> [Work request 1]:
Condense the paragraph of the medical marijuana article that begins "DC residents no longer need" into a short bulleted list, keeping its main facts.
> [Work request 2]:
Carry on the article about the DC medical marijuana bill, picking up right after its final sentence.

> [Extract]:
········
New bill could make medical marijuana more accessible in Washington DC

WASHINGTON (DC News Now) – Getting medical marijuana in Washington DC is now easier for residents thanks to an emergency bill passed earlier this week. Council members also hope it will encourage district residents to visit regulated district dispensaries rather than potentially unregulated stores that also carry cannabis.

Jean-Paul Zephir, general manager of KINFOLK dispensary, one of seven licensed dispensaries in the district, says this new bill will make legal and safe marijuana available to more people living in the district.

“Right now, removing barriers and allowing immediate access is definitely one of the most important things for us,” Zephir said.

DC residents no longer need to see a doctor or practitioner before receiving a medical marijuana card. Patients will soon be able to self-certify and avoid doctors altogether. Ward 3 council member Mary Cheh introduced the bill which garnered unanimous support from the rest of the council.

“They will self-certify in a form that the government will create to certify that in fact they need medical marijuana for medical purposes and that will be enough for them to go ahead and get it” , Cheh explained.

The DC Council hopes the move will encourage people to visit licensed clinics where certification is required.

“Everything we sell is locally produced, locally grown. It’s 100% regulated, we get inspections, we get everything checked to make sure we’re doing what we’re supposed to do,” Zephir explained. “In this case, there really isn’t any of that on the gray market.”

The gray market that Zephir refers to is made up of stores that aren’t licensed to sell marijuana, but legally distribute it for free, usually as freebies to customers who come to buy non-cannabis products. Most of them are black-owned businesses that are not part of the group of dispensaries that attract clients with medical certificates.
········
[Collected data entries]
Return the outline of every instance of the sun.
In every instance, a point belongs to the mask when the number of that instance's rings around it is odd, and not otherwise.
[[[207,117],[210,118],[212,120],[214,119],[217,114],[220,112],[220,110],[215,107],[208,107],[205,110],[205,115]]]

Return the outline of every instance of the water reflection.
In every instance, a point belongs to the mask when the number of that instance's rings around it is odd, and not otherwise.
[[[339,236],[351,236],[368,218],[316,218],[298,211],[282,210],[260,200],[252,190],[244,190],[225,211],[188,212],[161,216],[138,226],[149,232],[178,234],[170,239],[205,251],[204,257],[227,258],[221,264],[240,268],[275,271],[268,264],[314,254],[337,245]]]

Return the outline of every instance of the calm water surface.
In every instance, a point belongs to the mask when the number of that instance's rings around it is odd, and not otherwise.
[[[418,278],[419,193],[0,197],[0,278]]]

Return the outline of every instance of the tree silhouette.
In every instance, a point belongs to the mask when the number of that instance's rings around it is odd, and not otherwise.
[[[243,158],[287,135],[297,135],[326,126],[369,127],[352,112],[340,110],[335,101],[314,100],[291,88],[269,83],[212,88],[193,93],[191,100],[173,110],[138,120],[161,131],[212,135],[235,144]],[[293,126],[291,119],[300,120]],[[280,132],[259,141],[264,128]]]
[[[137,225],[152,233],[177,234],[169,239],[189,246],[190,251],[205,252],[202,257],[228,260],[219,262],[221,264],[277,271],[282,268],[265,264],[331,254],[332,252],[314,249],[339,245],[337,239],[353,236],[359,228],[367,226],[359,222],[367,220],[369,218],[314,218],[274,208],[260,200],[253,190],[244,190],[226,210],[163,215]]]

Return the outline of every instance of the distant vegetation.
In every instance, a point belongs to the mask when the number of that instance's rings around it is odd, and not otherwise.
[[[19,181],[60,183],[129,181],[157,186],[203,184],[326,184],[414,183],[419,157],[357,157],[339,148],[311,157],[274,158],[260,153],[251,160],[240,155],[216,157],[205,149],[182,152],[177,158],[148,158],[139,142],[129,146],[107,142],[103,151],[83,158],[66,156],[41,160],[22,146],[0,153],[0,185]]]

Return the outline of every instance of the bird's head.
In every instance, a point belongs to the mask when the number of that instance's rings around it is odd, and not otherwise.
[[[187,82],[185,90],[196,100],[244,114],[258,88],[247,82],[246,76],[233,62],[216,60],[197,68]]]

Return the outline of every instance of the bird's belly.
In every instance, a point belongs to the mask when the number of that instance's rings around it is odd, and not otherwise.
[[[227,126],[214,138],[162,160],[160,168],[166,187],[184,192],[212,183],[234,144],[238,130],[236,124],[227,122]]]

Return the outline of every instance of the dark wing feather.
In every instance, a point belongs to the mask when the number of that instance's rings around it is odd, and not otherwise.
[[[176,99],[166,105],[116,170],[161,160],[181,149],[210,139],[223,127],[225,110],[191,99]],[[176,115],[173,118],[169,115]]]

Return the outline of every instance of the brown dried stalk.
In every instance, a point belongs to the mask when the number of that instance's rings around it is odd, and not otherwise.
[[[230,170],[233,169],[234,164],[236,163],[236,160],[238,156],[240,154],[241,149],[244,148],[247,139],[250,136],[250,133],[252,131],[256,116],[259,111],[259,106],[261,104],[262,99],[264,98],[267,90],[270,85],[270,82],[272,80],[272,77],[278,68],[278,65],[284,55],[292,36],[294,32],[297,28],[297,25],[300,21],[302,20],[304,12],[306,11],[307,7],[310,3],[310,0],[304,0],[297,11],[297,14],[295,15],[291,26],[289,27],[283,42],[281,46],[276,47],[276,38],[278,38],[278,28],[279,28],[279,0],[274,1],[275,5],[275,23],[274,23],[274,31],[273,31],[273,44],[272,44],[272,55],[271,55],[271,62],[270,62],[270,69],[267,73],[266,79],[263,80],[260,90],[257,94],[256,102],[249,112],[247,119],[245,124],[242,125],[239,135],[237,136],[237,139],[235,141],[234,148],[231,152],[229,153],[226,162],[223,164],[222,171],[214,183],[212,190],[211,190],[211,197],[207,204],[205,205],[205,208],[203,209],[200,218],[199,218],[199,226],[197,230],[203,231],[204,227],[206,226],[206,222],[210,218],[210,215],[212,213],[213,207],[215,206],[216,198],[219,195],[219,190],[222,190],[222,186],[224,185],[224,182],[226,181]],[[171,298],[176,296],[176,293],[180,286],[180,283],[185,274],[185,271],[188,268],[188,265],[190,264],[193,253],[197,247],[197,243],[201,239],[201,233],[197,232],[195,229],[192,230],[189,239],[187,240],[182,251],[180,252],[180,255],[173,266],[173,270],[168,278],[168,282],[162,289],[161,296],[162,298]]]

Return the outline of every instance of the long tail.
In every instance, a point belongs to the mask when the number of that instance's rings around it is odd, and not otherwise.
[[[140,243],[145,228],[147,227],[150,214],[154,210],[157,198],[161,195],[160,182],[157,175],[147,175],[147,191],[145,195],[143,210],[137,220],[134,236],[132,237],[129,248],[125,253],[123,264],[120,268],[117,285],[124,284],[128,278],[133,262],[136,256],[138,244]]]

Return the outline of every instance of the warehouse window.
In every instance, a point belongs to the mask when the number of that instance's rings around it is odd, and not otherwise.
········
> [Result 1]:
- DC residents no longer need to see a doctor or practitioner to get a medical marijuana card.
- Patients will soon be able to self-certify and avoid doctors altogether.
- Ward 3 council member Mary Cheh introduced the bill.
- The rest of the council supported it unanimously.

> [Result 2]:
The i-71 committee, a coalition of local cannabis store owners and advocates, says they fully support efforts to make medical cannabis more accessible, especially to minorities and low-income residents. They released a statement that said in part:

“By removing this requirement and allowing patients to self-certify, the DC Council demonstrates its commitment to building a more equitable world where cannabis prohibition is a thing of the past.”

While this bill opens the door to more residents, one cannabis user says he still won’t go to a state-licensed dispensary.

“I’d rather do that than go to a clinic because it’s too much like a hospital or a pharmacy and I don’t play those games. I don’t walk in these places. I don’t like it,” said Kevin Lance Murray, a local cannabis user. “I’m excited to spend my hard-earned money at local gift shops and support black businesses.”

This emergency bill has not yet been put into effect because Mayor Muriel Bowser has not yet signed it. Although she expressed her support for the council, the bill has yet to reach her desk. When Mayor Bowser puts pen to paper, the bill will go into effect for 90 days while the DC council tries to push a more permanent bill through Congress.